◆ Work to be completed
Repeat the listing below verbatim, without its images.

◆ Data records
####
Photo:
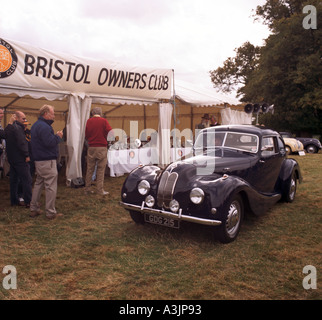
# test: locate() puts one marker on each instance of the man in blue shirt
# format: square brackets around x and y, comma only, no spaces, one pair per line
[44,146]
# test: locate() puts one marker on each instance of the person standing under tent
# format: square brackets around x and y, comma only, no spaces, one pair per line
[44,145]
[96,131]
[19,158]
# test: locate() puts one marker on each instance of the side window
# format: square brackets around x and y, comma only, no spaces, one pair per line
[269,145]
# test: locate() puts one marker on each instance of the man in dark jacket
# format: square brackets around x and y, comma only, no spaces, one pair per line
[44,145]
[18,157]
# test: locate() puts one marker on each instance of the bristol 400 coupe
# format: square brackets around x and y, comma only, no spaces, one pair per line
[233,170]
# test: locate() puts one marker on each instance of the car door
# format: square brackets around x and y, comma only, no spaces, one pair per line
[266,170]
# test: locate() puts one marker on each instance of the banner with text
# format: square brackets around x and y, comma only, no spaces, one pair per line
[26,67]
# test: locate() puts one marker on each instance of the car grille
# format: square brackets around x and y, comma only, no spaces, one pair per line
[166,188]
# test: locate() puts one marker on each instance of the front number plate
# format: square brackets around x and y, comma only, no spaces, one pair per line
[167,222]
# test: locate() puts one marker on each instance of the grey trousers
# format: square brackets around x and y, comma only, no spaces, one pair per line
[96,155]
[46,177]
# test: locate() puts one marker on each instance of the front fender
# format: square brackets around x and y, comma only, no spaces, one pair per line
[149,173]
[289,166]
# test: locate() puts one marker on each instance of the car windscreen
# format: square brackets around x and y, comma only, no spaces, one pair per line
[209,140]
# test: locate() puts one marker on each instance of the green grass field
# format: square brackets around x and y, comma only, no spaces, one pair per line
[97,252]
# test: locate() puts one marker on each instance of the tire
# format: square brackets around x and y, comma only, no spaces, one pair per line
[311,148]
[234,213]
[290,191]
[137,217]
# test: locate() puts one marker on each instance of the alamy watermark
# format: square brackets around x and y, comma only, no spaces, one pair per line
[10,279]
[310,281]
[310,21]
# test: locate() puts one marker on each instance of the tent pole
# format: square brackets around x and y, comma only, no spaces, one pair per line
[191,118]
[144,111]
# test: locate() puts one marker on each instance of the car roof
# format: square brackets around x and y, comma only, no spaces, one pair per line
[258,130]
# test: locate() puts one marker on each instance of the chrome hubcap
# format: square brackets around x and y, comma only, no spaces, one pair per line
[233,219]
[292,189]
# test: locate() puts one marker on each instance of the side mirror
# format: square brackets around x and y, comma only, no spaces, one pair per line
[268,148]
[137,143]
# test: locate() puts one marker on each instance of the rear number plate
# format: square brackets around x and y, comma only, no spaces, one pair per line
[167,222]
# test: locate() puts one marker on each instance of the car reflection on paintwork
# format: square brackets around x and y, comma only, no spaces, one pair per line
[234,170]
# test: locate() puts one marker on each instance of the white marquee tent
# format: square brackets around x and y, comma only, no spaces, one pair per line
[30,76]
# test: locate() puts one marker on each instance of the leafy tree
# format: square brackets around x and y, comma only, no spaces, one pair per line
[288,69]
[237,70]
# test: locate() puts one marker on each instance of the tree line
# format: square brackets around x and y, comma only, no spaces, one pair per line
[286,71]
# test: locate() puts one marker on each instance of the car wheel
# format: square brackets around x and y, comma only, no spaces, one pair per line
[137,217]
[290,191]
[311,149]
[229,229]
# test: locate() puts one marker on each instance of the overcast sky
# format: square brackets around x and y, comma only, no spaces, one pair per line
[190,36]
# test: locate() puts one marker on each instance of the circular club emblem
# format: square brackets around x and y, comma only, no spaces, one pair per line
####
◆ Exercise result
Photo:
# test: locate() puts one marker on each instance of the man in blue shirt
# format: square brackets around x and y, comma only, no spaces, one pair per line
[44,146]
# test: locate() puts one marker on each instance of the person standing under tent
# format: square brackets around x and y, comma only, no spaces, one pair per line
[44,145]
[96,131]
[19,158]
# test: locate() puts one marker on each instance of the side window
# format: square brackets around x and y, comma only, no spaces, one pair per line
[269,145]
# test: locate() puts one marker on each instance of the man in dark jacket
# format: square brackets around x and y, comma only, no spaces, one pair per line
[44,145]
[18,157]
# test: locate() puts one marker on each instance of the bristol 400 coupe
# format: square brackets around x and y, comma only, no spaces, one pair per line
[233,170]
# test: locate() puts one marker on each instance of the car door
# format: square brackets around x and y, comma only, no spaces, one pair per line
[266,170]
# test: locate() puts one marker on each instance of the banner with text
# format: square brackets around x and y, comma only, no spaces, one pair per line
[26,67]
# test: locate() puts one marker on each instance of the car grille
# format: square brackets around x and y, comma only, no spaces, one pair per line
[166,188]
# test: locate() puts one marker on each instance of the front number plate
# format: square brackets around x and y, comma only, no spaces, one pair per line
[167,222]
# test: locate() puts one marker on each instance of the grey trousers
# format: square brackets around x and y, comma only, no spaces, one pair per line
[96,155]
[46,177]
# test: locate() puts one marker on each instance of the front fender
# format: square brackets around x and y, comma only, no spaces, one pair per line
[149,173]
[289,166]
# test: locate() puts one marker on each instance of the car windscreen
# format: square brackets around x and y, comma only, no spaces, one pair per line
[209,140]
# test: locate() puts one marker on each instance of the green grass field
# format: square brackets around x and y, comma only, no spaces, one pair per line
[97,252]
# test: locate() puts one marker on each instance of the tire
# format: square brackets around x and y, comma only, no spaces, one pair per line
[311,148]
[234,213]
[290,191]
[137,217]
# test: locate() puts one marker on each instance of the alamy watermark
# format: square brackets around x and y, comma only, no spaces, one pair per line
[10,279]
[310,281]
[310,21]
# test: locate() puts one marker on each instance of the tent pole
# format: square brackets around x and y, comma only, no spaces, one pair per line
[191,118]
[144,111]
# test: locate() puts one marker on each instance of the car roof
# format: square brackets around x and y, comma only, no spaces, one pair per line
[258,130]
# test: locate() puts one marker on each instance of the chrome hubcap
# format: square brackets around x and y, comma only, no spaces, one pair per line
[233,219]
[292,189]
# test: locate() puts one marker on each instance of the side mirror
# format: square brackets around x and y, comma only, no spaces, one pair per line
[268,148]
[137,143]
# test: locate() puts one marker on each instance of the rear number plate
# format: square brackets around x and y, comma only, no spaces, one pair per line
[167,222]
# test: locate() puts one marker on each instance of the car reflection on paintwork
# format: square brackets around x and y, comma only, no spaces, one pair per line
[234,170]
# test: locate() puts one marker on each instance of the white marquee tent
# format: square brackets around x and y, comma only, no spaces, one pair per line
[30,76]
# test: locate() puts one marker on each instance of the leafy tree
# format: square brackets around x and y, comma only, no spaces, one pair per line
[288,69]
[237,70]
# test: locate() puts one marker on each instance of the tree line
# format: square brackets around x and y, comma only, no spaces, one pair per line
[286,71]
# test: locate() puts one marker on each instance of the car wheel
# format: square brackets around x and y, comma only, no spaces, one pair per line
[137,217]
[290,191]
[311,149]
[229,229]
# test: locate() puts one marker on each instance of the overcast sky
# format: square brackets around x and y, comma only, no spaces, one pair per line
[190,36]
# test: locate() puts one marker on each instance of the circular club emblem
# format: square brackets around x and y, comma only, no spaces, one pair per line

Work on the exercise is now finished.